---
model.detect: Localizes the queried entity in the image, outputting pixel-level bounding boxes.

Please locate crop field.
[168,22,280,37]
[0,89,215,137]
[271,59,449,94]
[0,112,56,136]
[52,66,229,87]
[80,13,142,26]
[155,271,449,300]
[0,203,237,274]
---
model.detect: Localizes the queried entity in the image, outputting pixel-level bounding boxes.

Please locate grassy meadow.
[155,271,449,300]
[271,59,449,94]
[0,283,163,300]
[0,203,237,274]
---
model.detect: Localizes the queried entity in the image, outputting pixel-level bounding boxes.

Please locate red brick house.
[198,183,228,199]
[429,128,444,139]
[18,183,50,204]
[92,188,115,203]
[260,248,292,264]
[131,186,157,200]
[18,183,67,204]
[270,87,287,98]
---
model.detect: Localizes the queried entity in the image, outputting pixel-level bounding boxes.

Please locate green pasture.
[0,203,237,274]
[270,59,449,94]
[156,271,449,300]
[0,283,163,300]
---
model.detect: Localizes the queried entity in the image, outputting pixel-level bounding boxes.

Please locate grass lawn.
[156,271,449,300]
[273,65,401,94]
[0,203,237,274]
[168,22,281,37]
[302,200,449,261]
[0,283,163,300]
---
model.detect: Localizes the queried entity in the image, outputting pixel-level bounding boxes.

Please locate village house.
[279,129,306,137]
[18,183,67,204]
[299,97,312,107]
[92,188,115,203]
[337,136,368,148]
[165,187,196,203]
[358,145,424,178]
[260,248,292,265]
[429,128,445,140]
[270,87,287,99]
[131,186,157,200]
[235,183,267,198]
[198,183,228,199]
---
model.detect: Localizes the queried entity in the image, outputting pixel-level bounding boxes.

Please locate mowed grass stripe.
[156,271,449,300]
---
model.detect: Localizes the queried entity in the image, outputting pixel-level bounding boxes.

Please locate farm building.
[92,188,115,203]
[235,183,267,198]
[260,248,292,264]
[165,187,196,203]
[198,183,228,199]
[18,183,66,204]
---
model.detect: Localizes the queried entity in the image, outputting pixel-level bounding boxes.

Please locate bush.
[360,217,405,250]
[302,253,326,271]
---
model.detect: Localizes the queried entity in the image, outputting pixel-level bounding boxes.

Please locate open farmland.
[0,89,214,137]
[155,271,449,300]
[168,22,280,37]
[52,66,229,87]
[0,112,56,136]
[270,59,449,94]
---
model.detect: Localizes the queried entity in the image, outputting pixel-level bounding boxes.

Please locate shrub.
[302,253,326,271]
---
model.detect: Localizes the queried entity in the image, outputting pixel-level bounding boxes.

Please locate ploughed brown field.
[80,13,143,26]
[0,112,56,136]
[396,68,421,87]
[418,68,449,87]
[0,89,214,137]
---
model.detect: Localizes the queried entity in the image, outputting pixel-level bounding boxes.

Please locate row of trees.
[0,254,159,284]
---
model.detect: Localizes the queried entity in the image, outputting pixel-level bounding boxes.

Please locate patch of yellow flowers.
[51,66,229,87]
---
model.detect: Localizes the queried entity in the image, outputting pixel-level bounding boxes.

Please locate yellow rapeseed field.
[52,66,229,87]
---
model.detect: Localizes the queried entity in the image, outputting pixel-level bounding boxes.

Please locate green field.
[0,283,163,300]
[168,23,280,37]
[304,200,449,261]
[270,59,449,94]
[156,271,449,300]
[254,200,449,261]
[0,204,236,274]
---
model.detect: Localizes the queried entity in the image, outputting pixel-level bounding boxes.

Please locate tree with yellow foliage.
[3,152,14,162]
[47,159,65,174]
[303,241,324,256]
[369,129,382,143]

*SHORT TASK*
Identify each line in the entries above that contains the word "field" and copy those lines in full.

*FINISHED ANSWER*
Please locate crop field.
Please locate ploughed brown field.
Please locate yellow rapeseed field.
Please locate green field.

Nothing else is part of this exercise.